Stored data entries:
......

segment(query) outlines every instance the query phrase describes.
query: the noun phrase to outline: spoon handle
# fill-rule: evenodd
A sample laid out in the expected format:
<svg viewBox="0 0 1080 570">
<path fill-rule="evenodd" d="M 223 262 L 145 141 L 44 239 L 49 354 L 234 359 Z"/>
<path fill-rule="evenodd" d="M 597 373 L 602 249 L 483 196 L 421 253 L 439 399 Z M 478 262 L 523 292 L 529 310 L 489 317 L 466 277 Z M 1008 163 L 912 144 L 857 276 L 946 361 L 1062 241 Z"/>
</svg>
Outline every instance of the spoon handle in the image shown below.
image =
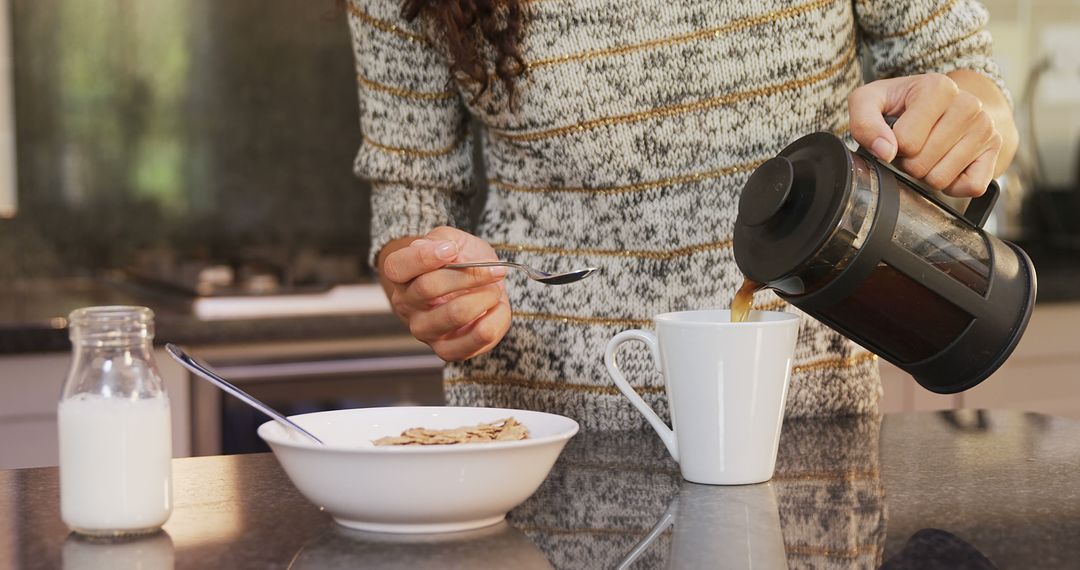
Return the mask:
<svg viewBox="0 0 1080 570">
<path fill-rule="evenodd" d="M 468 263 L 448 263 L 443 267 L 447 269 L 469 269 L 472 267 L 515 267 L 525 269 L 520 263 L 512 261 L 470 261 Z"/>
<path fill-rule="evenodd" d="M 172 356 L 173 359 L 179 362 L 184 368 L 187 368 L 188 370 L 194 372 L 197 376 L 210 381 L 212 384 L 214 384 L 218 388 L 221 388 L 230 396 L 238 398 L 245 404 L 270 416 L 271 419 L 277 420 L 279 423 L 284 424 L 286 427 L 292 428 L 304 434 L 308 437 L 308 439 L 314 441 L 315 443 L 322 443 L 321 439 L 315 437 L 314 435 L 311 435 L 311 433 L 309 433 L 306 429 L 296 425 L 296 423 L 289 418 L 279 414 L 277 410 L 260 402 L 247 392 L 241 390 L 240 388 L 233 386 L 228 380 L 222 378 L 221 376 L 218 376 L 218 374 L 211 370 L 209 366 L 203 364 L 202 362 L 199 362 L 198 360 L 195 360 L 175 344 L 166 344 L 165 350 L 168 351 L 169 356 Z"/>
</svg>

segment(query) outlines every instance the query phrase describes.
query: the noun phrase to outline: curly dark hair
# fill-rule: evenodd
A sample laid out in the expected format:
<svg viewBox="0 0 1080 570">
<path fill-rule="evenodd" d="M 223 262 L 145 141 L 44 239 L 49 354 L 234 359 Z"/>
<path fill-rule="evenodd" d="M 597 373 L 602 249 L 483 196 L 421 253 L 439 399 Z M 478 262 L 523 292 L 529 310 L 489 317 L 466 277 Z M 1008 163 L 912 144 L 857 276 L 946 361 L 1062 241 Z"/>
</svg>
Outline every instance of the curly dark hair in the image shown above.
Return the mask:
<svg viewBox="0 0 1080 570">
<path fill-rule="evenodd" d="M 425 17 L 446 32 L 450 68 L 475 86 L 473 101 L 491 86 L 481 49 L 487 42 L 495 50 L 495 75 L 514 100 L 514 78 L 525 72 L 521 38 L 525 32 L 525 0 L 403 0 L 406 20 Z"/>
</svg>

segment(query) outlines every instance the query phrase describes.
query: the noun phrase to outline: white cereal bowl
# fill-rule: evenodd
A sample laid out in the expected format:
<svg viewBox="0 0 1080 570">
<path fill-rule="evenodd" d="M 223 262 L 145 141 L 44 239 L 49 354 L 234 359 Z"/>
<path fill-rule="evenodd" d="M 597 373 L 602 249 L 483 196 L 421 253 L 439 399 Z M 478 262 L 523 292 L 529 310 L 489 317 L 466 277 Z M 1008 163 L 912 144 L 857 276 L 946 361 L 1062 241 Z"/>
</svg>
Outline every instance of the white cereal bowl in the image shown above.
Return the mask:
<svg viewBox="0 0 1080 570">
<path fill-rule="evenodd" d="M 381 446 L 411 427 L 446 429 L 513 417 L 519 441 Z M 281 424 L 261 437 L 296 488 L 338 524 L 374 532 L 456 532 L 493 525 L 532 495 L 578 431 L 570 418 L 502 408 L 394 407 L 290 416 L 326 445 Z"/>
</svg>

......

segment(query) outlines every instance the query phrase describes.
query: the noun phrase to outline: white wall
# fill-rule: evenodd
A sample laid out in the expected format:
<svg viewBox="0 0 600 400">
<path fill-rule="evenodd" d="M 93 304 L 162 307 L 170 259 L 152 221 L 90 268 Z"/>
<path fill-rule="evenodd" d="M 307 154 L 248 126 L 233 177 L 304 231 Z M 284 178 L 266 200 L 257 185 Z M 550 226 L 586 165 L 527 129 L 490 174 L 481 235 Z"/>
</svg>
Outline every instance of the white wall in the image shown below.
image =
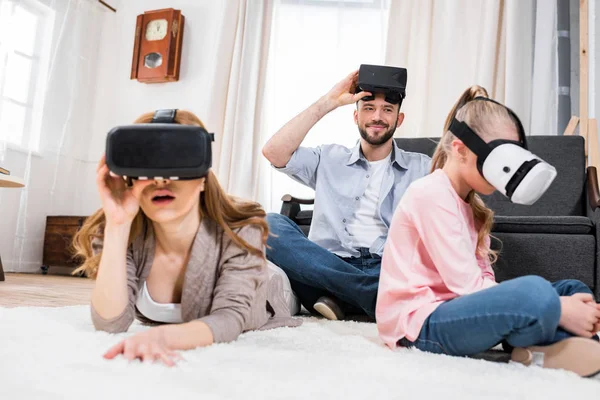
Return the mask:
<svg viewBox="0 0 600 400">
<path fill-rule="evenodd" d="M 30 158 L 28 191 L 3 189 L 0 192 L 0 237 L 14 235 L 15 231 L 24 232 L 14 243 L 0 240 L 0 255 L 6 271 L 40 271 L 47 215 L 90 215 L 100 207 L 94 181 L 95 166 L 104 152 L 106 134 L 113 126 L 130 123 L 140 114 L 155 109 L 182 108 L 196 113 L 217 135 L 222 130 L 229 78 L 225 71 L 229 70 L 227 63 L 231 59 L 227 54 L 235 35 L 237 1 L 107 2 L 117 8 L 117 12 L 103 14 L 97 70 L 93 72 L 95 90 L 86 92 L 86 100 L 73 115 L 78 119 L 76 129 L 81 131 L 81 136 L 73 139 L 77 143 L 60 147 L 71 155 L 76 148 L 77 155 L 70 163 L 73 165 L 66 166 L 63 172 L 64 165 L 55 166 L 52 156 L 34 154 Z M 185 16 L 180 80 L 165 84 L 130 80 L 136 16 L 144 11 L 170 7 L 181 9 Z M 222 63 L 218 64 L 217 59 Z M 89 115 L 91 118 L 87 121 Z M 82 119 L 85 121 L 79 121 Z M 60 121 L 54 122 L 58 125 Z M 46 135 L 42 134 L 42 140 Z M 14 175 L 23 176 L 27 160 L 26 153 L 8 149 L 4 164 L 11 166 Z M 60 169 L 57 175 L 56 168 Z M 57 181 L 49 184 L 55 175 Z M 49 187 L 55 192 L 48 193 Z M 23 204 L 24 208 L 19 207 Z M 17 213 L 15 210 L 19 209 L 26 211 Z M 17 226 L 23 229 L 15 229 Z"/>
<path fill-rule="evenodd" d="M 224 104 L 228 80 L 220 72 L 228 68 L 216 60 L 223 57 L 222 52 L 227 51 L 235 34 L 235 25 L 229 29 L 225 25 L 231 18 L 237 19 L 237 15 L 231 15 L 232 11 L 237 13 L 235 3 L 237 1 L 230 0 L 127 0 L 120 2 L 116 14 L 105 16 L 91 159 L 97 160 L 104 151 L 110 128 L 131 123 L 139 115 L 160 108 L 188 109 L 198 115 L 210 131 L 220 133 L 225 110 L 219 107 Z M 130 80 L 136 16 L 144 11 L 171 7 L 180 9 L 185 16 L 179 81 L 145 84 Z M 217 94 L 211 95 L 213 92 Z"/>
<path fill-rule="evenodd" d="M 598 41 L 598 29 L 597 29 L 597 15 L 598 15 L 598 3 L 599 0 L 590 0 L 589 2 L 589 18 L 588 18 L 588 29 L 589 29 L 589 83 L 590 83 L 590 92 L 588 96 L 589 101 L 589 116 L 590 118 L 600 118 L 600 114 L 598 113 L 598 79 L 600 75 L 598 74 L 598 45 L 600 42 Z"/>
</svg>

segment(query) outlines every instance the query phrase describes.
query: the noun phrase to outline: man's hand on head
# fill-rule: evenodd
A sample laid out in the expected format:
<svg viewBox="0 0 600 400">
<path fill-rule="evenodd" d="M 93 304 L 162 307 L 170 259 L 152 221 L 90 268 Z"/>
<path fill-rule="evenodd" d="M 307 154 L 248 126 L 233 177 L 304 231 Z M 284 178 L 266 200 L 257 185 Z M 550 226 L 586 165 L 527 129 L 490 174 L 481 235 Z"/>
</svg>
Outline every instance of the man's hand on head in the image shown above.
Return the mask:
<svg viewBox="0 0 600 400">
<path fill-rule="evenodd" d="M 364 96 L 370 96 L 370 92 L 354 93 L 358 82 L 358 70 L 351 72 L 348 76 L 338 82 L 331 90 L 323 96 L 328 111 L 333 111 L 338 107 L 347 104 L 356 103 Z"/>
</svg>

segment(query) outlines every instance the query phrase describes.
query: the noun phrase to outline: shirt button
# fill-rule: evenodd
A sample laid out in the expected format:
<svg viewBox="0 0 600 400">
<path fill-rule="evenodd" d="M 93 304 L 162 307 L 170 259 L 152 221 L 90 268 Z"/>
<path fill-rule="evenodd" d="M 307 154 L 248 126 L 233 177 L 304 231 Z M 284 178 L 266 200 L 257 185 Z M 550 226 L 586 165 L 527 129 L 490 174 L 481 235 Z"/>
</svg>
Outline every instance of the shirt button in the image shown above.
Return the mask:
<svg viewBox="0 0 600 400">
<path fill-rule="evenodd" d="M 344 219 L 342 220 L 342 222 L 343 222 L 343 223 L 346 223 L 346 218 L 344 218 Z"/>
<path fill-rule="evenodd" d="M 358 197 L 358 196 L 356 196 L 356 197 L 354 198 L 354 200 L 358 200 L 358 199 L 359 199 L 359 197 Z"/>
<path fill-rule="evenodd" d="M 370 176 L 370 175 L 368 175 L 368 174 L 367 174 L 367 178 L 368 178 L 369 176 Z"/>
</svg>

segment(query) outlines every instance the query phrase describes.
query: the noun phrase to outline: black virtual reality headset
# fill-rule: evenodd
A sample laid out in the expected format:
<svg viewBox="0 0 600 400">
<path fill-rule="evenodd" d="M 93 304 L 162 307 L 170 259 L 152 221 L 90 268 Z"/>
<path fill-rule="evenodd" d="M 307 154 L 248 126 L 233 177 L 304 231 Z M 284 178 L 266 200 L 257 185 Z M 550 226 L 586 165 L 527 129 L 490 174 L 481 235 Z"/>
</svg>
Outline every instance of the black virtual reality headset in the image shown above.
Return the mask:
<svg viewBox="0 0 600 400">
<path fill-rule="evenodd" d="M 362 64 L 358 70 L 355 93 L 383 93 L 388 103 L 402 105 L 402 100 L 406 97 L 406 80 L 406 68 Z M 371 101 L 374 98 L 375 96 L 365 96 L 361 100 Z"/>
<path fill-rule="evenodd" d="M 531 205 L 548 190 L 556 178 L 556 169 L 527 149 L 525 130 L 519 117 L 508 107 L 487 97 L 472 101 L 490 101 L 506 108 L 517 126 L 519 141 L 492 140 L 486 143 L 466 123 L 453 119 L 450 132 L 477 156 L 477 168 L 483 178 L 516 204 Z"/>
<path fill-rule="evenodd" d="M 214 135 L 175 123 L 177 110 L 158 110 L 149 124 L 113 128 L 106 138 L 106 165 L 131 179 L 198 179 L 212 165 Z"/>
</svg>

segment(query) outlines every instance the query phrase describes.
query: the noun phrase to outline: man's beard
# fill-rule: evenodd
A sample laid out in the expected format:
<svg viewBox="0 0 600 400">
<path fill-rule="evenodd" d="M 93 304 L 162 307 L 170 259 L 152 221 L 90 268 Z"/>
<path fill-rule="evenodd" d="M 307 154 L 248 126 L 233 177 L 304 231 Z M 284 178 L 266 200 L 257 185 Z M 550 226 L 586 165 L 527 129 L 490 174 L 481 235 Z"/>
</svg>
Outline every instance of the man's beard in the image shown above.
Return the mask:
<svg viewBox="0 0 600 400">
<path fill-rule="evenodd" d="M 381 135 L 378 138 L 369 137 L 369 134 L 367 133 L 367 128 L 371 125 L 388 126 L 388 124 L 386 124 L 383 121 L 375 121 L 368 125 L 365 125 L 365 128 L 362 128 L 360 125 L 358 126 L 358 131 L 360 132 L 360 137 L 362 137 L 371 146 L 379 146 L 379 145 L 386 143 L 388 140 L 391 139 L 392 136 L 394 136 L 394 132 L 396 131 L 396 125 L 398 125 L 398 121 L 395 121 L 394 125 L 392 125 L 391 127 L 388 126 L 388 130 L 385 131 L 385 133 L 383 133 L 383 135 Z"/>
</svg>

......

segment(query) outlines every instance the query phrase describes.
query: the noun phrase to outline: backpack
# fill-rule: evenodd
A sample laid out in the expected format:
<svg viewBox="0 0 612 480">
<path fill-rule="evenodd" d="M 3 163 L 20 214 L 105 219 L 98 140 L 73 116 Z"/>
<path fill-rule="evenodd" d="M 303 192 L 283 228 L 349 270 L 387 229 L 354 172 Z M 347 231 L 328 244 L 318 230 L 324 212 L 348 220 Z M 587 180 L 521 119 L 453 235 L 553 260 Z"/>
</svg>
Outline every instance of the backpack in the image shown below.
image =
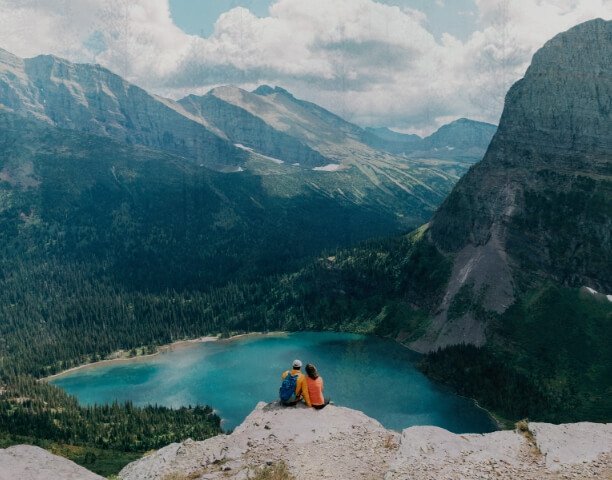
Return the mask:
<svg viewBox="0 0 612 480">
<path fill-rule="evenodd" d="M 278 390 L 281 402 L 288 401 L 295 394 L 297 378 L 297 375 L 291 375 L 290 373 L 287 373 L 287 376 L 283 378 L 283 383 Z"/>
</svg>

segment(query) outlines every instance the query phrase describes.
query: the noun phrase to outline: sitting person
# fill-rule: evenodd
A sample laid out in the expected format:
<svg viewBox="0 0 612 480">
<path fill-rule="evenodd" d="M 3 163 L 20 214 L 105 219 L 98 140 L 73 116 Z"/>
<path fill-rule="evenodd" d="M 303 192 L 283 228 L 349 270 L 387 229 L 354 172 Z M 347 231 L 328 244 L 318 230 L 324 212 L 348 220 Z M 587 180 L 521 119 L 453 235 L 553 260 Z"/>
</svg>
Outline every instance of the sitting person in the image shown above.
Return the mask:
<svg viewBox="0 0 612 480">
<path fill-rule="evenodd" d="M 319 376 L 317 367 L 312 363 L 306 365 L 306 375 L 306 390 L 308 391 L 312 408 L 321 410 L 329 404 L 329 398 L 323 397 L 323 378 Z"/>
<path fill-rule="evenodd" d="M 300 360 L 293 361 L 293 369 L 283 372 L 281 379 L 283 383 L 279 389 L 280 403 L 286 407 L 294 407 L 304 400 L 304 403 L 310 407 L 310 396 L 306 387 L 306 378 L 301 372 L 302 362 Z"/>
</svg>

......

The task: Count the lines in the entries above that hold the string "virtual", and give that count without any other text.

Task response: 2